▶ What you need to do: Which lines in the data below contain the word "above"? Pick out each one and copy it in full.

___ Stored rows ___

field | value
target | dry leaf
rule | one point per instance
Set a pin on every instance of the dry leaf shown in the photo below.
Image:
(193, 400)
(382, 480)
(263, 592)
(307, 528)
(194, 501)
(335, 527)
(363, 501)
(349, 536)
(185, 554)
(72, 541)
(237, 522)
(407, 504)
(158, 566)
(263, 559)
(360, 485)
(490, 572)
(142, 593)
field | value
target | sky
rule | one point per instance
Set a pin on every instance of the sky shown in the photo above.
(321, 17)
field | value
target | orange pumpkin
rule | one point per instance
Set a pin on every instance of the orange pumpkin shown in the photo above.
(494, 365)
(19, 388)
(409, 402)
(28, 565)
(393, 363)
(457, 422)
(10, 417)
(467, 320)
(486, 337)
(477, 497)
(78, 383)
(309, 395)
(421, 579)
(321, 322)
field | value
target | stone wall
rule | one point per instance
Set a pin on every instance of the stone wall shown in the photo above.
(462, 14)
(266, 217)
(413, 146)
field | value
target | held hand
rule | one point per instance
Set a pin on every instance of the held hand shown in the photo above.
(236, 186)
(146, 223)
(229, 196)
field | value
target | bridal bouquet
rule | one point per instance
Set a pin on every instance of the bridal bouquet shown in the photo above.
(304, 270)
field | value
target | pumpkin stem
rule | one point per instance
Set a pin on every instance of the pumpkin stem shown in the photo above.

___
___ Stored rows ___

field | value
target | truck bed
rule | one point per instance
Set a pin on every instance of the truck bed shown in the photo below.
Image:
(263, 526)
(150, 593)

___
___ Stored rows ___

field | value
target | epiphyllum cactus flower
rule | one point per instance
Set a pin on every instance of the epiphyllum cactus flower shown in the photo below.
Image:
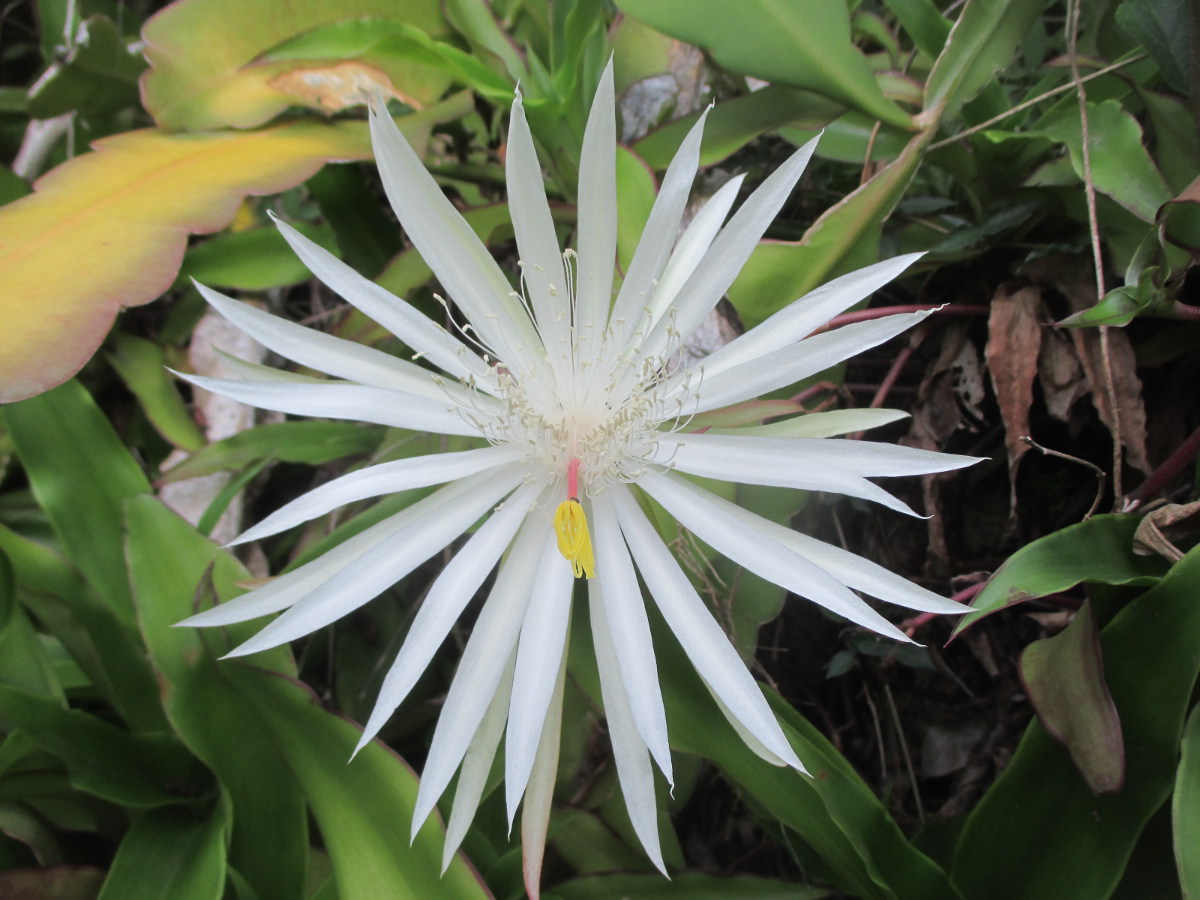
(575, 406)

___

▶ Result for this task:
Set a pin on every instance of the sky shown in the photo above.
Set a pin on every instance of the orange pumpkin shown in the photo above.
Set a pin on every instance of the stone wall shown in the photo above.
Set a pin on every instance of the held hand shown in the photo above.
Set a pin on every instance of the bridal bouquet shown in the photo above.
Set a pin on every instance of the pumpkin stem shown in the photo above.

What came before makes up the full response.